Caravan Sway
What causes it, what you can do about it but more importantly how to avoid it in the first place – advice that might just save your life! The dashcam video shows a horrific sequence …
What causes it, what you can do about it but more importantly how to avoid it in the first place – advice that might just save your life!
The dashcam video shows a horrific sequence of a fast overtaking caravan and tow vehicle whose minor sway escalates until the combination jack-knifes seconds after.
That the dashcam captures the incident is not necessarily chance. That overtaking manoeuvre is likely to have caused it. So too can a fast-moving truck travelling toward a fast-moving rig on a two-lane road. This was suspected as far back as 1983: an NRMA booklet (Towing in Australia – Pain or Pleasure) warned that . . . in really serious cases this can cause the trailer combination to go completely out of control and jack-knife.
The causal mechanism was described in detail by traffic engineer Rob Caldwell in his (2014) paper Caravans and Trucks Sharing Roads in Australia. Caldwell stated that ‘…these situations can lead to loss of control, a collision with the truck or jack-knifing, possibly ending in vehicle rollover…’
Here’s what happens – and the consequences.
A big truck, particularly if flat-nosed, generates a diagonal bow wave of considerable force. It also creates a vortex (a sort of air-like whirlpool) along its immediate side. This vortex causes an overtaking rig to be initially drawn toward the truck when it is some metres behind the truck’s cab. But, just as the tow vehicle nears the front of that truck, the very strong bow wave pushes the front of the tow vehicle strongly away from it. Meanwhile, the vortex sucks the front of the caravan towards the truck – a movement enabled by the overhung hitch causing it to sway strongly.

(Exercise brief)
Resume the caravan sway article above after its last sentence, carrying on in the same style. The lines after this point are separate material.

(Source excerpt)
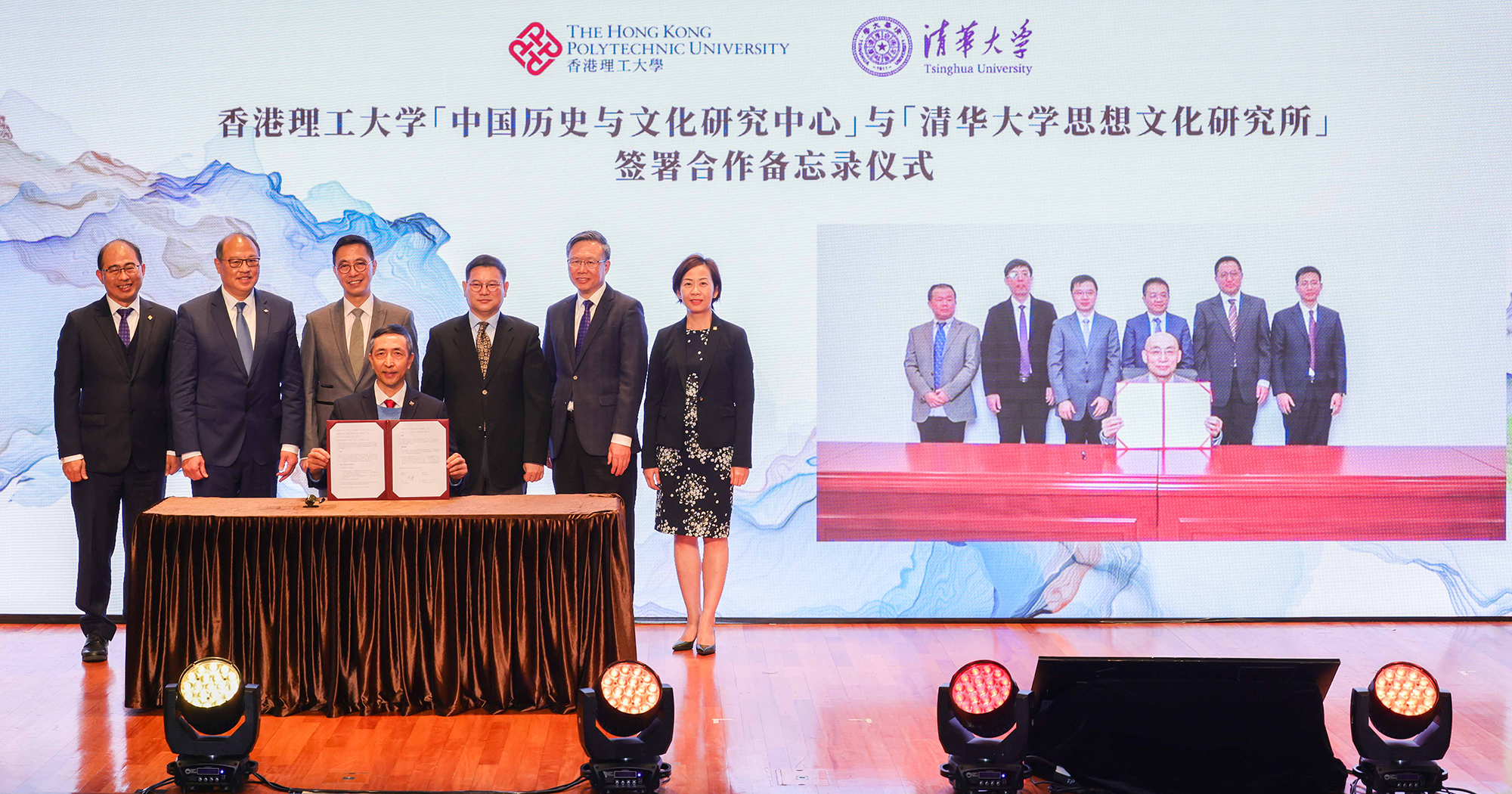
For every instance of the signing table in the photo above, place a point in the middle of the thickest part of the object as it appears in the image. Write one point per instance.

(Expected answer)
If in such a situation, hold the steering wheel firmly but use pressure only to prevent the sway building up. Do NOT attempt to correct the sway by using opposite lock. Do NOT brake the tow vehicle but, if feasible, use the override on the caravan brake controller to apply the caravan brakes. An AL-KO or Tuson electronics sway-control system may usefully actuate in this situation.
Such sway, from any cause, is fundamental to all rigs with an overhung hitch. When the tow vehicle swings one way, that overhang causes the caravan to sway the opposite way. Likewise, a caravan’s sway causes the tow vehicle to sway. This sway is damped by intended friction between the tow ball and its receiver (but not if greased!), and a friction like shuffling effect inherent in the footprint of the tow vehicle’s rear tyres on the road.
The greater that overhang, the worse the effect. It is no coincidence that so many such accidents involve dual-cab utes with extended chassis.
If that overhang is not excessive, and the caravan is a sane percentage of the tow vehicle weight (and correctly loaded, and with adequate ball mass) sway should die out within two to three seconds. If otherwise, sway may escalate.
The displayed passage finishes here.